# [Short task]
Count the lines in the items below that contain the string "wall", treating uppercase and lowercase letters as distinct. Give only the number.

Object location annotation data
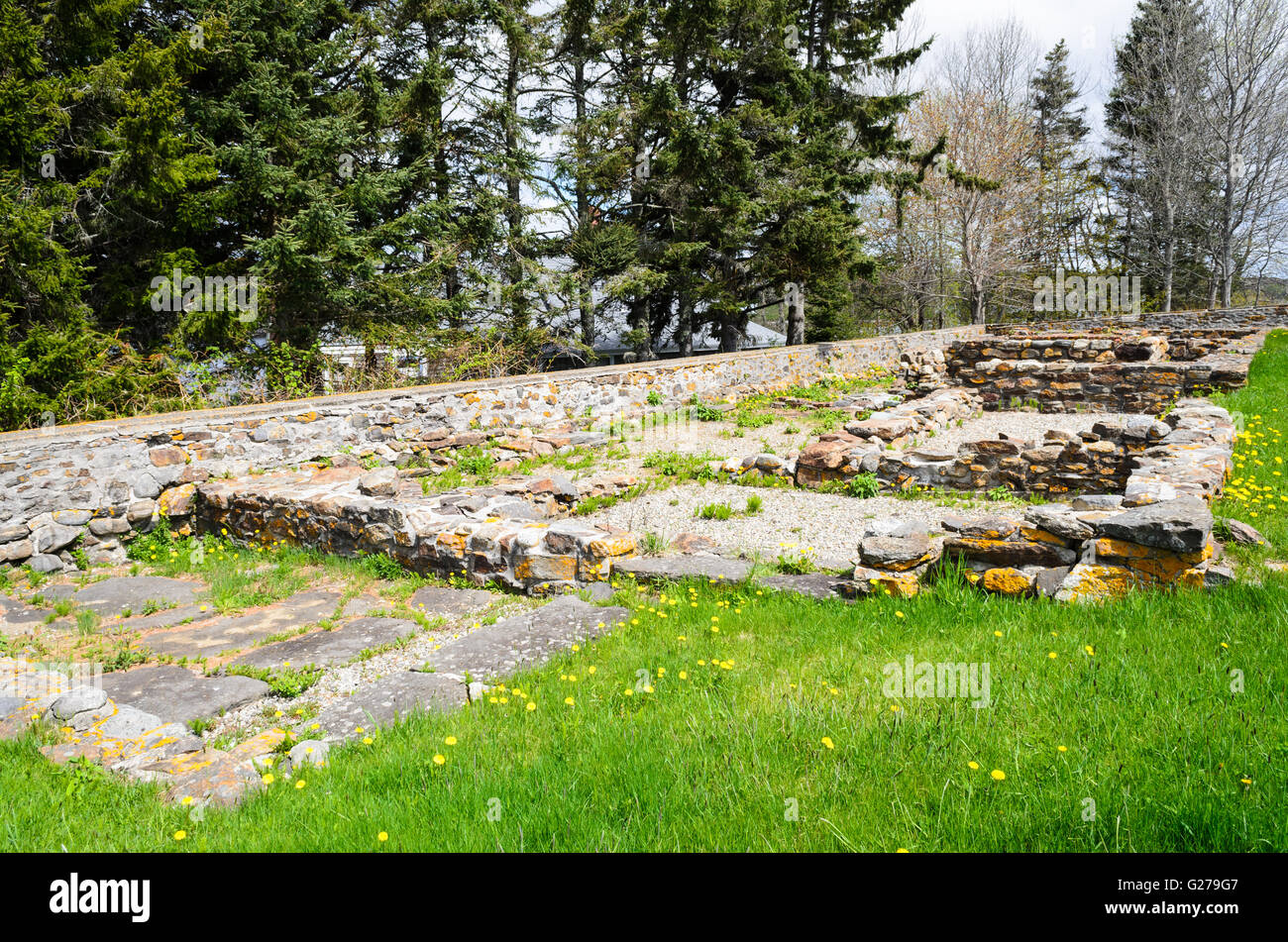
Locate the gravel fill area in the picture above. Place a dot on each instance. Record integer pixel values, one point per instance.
(694, 437)
(828, 523)
(1029, 426)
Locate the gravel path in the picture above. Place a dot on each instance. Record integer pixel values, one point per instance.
(829, 523)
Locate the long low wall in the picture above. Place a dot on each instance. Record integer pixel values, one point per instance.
(116, 476)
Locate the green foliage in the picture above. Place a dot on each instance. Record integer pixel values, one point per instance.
(752, 418)
(684, 466)
(284, 680)
(382, 567)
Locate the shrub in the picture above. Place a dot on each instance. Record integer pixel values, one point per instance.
(863, 485)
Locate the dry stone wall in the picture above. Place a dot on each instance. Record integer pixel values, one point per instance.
(91, 485)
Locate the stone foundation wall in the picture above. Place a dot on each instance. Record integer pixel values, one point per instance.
(1069, 385)
(1188, 453)
(1095, 547)
(91, 485)
(518, 534)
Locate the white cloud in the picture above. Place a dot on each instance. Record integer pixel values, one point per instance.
(1090, 29)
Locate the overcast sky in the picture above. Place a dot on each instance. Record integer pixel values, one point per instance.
(1087, 26)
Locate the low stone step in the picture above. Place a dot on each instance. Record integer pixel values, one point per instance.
(179, 695)
(329, 648)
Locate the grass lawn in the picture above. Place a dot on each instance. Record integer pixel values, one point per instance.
(758, 721)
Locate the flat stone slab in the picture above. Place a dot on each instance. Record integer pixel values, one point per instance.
(1181, 525)
(686, 567)
(178, 695)
(442, 600)
(239, 632)
(812, 584)
(163, 619)
(387, 700)
(116, 594)
(326, 649)
(526, 640)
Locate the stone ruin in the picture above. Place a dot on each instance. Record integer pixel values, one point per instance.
(1125, 503)
(1129, 499)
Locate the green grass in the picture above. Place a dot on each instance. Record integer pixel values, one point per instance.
(684, 466)
(1257, 493)
(1153, 731)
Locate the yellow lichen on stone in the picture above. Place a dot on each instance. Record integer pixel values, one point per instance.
(1006, 580)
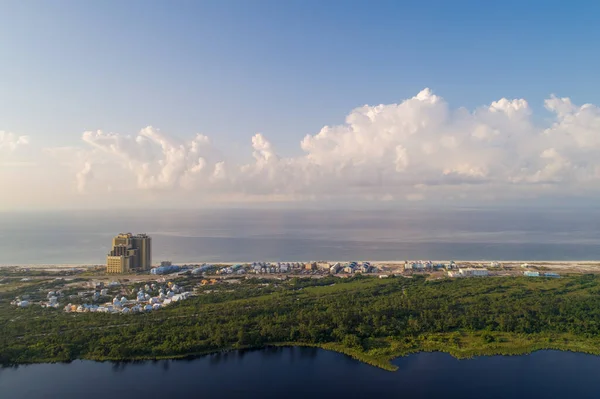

# [Task output]
3